# [WHAT YOU HAVE TO DO]
Report each line from the entries in which "collar" can be found.

- Opening Delimiter -

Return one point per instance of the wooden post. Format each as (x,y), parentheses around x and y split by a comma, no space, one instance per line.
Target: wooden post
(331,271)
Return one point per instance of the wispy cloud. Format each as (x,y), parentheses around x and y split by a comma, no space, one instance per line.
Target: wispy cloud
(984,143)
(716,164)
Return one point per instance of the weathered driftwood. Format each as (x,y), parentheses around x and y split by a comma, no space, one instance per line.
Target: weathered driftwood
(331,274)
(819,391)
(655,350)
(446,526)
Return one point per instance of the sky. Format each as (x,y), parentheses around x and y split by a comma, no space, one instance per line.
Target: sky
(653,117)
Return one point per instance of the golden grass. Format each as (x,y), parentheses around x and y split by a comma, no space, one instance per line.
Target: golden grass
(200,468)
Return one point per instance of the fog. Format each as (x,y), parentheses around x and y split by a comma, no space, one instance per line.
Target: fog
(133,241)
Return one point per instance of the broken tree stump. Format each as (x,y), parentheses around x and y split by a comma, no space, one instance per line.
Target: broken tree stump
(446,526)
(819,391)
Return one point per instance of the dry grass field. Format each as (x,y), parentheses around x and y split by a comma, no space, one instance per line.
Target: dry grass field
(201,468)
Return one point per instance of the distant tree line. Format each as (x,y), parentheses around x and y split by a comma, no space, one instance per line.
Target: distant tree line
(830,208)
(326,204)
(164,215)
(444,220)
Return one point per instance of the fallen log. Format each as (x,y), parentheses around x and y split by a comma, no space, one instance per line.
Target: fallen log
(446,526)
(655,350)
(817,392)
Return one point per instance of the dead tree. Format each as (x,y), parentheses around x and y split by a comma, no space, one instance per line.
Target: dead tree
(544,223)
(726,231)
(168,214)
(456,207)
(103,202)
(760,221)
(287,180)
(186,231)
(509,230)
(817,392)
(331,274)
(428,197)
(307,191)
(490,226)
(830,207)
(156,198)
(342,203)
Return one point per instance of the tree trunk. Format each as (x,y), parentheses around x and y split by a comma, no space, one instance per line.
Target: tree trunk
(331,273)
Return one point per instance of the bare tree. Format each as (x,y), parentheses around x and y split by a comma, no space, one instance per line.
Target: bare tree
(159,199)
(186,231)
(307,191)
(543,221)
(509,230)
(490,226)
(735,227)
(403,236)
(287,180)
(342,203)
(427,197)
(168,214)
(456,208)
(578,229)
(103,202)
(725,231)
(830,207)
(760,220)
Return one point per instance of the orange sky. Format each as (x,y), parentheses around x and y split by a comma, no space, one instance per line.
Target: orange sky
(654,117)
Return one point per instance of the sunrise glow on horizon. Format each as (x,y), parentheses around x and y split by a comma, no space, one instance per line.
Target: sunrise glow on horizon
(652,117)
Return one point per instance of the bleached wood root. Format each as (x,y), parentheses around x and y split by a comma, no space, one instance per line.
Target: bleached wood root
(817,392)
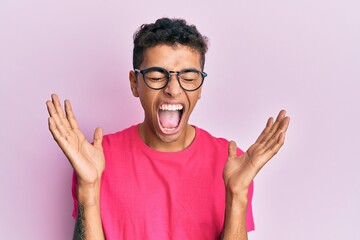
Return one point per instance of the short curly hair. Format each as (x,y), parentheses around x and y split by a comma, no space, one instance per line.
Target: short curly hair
(168,32)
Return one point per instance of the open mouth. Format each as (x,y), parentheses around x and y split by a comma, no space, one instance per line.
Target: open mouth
(170,117)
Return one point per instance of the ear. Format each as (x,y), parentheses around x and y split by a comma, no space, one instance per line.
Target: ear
(133,83)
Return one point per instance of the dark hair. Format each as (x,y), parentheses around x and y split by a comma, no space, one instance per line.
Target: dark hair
(168,32)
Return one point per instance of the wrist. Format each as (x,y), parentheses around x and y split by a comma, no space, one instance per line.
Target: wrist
(236,200)
(89,195)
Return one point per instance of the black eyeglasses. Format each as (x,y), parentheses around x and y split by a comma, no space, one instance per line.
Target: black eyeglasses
(157,78)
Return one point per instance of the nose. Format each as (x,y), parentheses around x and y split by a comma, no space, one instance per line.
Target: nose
(173,88)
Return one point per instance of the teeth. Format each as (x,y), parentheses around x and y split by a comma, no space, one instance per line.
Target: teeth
(171,107)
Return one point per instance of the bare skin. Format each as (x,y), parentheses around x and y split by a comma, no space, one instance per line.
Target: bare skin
(239,172)
(88,162)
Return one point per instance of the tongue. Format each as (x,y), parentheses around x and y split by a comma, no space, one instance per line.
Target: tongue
(169,119)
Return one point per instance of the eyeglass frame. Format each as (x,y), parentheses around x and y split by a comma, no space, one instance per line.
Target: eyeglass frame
(178,73)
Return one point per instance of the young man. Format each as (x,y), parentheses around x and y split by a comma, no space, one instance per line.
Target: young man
(163,178)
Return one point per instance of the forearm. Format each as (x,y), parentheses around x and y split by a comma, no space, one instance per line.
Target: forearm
(235,217)
(88,224)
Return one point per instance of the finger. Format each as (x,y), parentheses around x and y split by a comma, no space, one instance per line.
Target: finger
(70,115)
(98,136)
(276,146)
(232,149)
(55,132)
(64,130)
(275,127)
(266,130)
(59,109)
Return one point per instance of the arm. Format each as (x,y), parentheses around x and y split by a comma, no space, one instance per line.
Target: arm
(88,162)
(240,171)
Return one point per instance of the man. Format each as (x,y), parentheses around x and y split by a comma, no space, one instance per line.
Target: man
(163,178)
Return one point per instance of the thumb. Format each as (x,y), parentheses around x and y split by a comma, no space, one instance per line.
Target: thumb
(232,149)
(98,138)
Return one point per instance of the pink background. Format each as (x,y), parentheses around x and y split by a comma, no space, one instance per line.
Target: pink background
(303,56)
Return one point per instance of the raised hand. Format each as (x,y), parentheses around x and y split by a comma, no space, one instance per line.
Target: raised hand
(239,171)
(87,160)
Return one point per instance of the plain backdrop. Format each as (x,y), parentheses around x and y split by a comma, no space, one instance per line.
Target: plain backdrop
(303,56)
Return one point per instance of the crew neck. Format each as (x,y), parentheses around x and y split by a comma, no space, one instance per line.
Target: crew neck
(167,155)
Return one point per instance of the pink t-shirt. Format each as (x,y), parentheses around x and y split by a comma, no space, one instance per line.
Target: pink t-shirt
(146,194)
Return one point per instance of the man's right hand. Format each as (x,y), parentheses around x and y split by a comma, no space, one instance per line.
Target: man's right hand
(87,159)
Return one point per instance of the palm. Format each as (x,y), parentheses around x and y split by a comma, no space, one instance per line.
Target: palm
(239,171)
(87,160)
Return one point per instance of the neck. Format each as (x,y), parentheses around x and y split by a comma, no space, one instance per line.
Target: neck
(151,139)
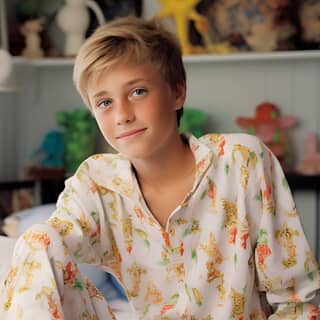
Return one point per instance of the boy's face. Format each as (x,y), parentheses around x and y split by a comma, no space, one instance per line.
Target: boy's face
(135,109)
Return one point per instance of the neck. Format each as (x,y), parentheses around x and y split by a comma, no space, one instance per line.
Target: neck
(177,161)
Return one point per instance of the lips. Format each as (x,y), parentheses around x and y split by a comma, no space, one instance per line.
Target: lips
(130,133)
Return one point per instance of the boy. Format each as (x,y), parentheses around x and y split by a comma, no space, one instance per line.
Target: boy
(193,229)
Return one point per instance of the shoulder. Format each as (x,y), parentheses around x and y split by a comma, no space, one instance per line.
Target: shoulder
(232,141)
(101,166)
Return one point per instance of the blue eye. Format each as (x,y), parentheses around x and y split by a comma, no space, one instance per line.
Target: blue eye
(104,103)
(139,91)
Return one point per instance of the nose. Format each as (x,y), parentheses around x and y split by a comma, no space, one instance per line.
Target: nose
(124,113)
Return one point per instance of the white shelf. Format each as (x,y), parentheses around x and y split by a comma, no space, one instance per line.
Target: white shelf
(44,62)
(196,58)
(254,56)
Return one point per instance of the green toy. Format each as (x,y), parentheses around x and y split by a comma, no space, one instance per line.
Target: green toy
(80,132)
(193,120)
(51,150)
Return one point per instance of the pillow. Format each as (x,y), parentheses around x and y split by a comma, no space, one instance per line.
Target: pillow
(19,222)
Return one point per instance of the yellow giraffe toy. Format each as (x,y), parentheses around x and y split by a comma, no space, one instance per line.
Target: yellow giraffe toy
(183,11)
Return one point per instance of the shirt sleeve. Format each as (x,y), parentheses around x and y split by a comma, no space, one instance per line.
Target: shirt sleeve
(286,268)
(43,281)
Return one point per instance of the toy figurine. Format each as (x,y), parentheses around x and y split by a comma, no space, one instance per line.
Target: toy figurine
(193,120)
(80,131)
(271,128)
(183,11)
(310,164)
(52,147)
(309,13)
(31,30)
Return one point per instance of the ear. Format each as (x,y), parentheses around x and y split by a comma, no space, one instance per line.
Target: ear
(180,96)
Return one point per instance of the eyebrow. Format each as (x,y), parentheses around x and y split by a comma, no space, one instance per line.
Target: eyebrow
(128,84)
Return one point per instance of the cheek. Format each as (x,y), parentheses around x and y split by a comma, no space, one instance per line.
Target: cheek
(104,124)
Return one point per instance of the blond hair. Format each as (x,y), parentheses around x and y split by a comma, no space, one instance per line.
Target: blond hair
(129,40)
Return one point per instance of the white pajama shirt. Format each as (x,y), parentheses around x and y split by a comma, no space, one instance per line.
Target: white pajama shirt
(233,249)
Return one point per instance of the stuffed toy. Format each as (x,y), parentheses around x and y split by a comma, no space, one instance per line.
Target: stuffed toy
(310,164)
(51,150)
(193,121)
(257,25)
(80,132)
(309,18)
(183,12)
(271,128)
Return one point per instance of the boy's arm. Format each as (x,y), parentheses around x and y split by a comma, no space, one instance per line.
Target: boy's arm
(43,275)
(286,268)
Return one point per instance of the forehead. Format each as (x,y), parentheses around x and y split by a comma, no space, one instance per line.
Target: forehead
(123,74)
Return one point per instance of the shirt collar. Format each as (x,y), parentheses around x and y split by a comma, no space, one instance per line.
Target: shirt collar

- Closing Delimiter -

# [WORKED SOLUTION]
Return one point per instance of the shirt collar. Format each as (x,y), parentheses around x and y split by a comma, no space, one instance per line.
Target: shirt collar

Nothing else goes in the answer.